### [TASK DETAILS]
Filter the rows below and copy each line that contains the string "covered". Matching is case-sensitive.

(Dataset excerpts on pointing at objects)
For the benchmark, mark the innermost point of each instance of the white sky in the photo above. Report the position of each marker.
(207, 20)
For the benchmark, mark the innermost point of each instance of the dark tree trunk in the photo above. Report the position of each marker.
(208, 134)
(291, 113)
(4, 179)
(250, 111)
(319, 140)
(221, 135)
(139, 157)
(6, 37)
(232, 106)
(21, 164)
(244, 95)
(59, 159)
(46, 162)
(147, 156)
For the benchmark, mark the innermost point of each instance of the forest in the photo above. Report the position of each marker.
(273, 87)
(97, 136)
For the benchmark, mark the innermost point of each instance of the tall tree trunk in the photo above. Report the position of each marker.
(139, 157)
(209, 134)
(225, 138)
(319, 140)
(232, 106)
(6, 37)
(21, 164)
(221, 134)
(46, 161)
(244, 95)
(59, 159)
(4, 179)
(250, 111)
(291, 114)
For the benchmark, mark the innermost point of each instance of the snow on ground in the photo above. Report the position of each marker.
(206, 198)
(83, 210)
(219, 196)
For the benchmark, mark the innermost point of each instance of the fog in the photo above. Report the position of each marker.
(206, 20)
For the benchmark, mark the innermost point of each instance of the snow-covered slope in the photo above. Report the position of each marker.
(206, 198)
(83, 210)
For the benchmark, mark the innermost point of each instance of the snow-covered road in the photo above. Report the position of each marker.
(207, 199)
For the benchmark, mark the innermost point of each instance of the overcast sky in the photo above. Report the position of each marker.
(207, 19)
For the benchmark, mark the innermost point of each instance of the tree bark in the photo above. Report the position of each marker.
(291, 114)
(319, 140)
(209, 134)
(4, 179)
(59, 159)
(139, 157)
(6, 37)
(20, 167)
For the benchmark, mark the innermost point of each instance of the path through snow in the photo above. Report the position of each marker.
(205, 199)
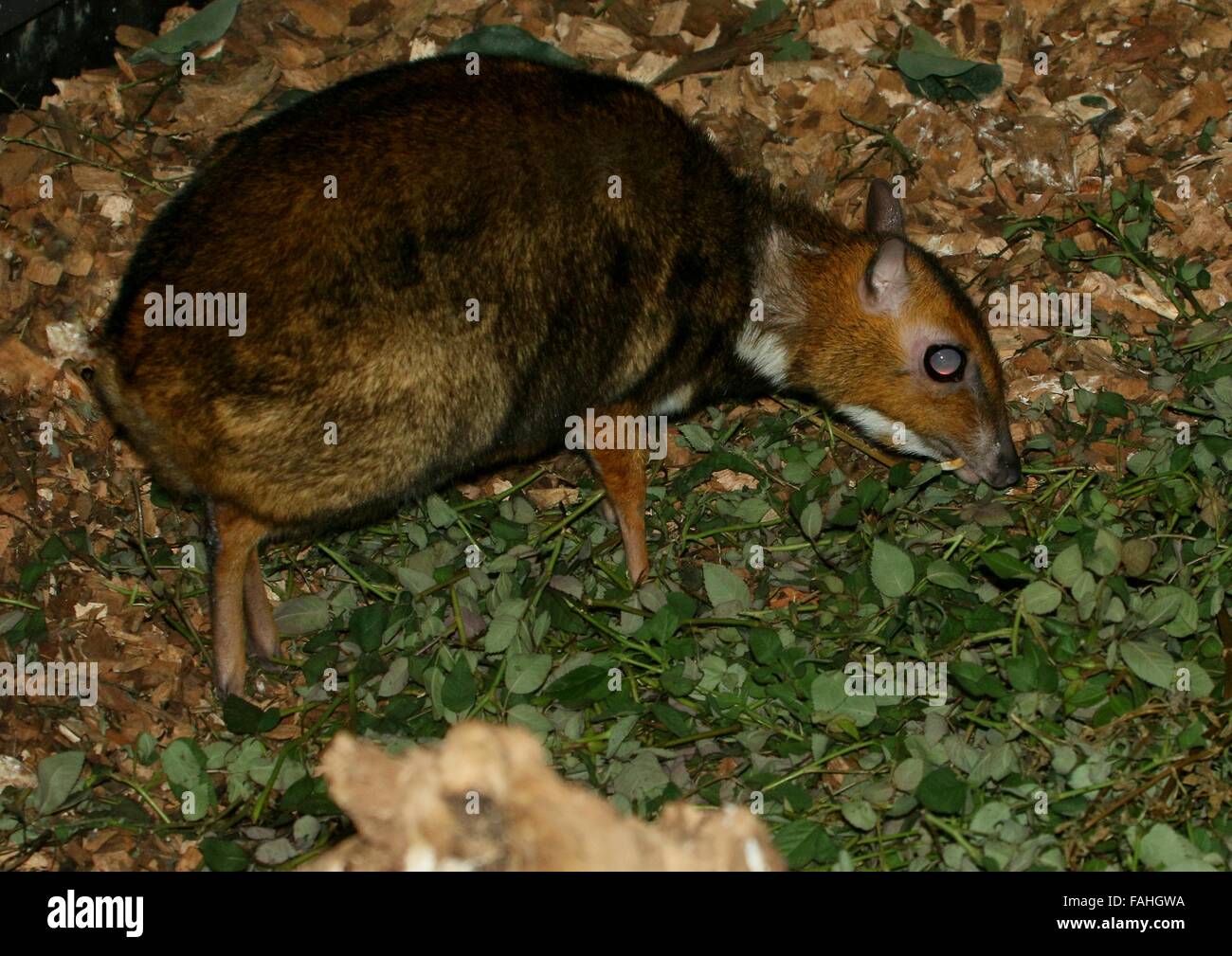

### [EXPECTED ANSWER]
For the benchmark, mark the innermost point of each instance of the snow-covered slope in the photo above. Report the position of each marker.
For the benchmark, mark the innermost point of each instance of the snow-covered road in the photo above. Report the position of each marker.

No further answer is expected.